** TASK OBJECTIVE **
Copy the lines of the material from the one containing "Each instance of the painted floral" through the end, inclusive, and keep the requests unchanged. In the answers, multiply every polygon coordinate by 0.65 and round it to the nearest whole number, with halves rounded up.
===== LISTED ENTRIES
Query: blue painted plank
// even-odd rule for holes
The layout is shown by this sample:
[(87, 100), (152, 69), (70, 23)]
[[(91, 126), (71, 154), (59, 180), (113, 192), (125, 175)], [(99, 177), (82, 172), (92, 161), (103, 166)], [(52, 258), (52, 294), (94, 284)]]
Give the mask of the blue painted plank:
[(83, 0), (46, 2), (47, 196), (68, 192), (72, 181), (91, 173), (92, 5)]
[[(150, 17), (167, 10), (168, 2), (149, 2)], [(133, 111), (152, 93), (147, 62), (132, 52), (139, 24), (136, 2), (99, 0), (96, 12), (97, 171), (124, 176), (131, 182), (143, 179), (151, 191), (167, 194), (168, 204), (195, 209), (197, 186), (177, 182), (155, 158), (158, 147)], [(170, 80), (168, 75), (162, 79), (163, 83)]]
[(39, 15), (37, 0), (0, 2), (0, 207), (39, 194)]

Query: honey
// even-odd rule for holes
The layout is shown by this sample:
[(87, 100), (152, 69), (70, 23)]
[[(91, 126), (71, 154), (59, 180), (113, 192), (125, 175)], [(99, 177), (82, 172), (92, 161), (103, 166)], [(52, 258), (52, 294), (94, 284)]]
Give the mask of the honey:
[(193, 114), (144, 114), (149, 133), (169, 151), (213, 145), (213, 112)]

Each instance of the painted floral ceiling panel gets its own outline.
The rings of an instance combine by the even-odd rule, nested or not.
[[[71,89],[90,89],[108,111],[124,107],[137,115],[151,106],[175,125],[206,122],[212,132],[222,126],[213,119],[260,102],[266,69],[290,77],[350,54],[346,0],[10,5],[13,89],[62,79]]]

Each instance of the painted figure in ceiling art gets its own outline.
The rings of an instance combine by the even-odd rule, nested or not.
==========
** RESULT FOR THIS EXERCISE **
Each instance of the painted floral ceiling panel gets its own outline.
The rings of an instance combine by the even-odd rule, nested or not.
[[[46,58],[59,58],[70,72],[81,70],[89,75],[98,69],[114,81],[134,79],[138,86],[144,82],[138,77],[169,66],[173,45],[189,50],[228,35],[225,0],[7,3],[8,58],[40,51]]]

Each instance of the painted figure in ceiling art gets its own outline.
The rings of an instance combine by the even-odd rule, nested or not.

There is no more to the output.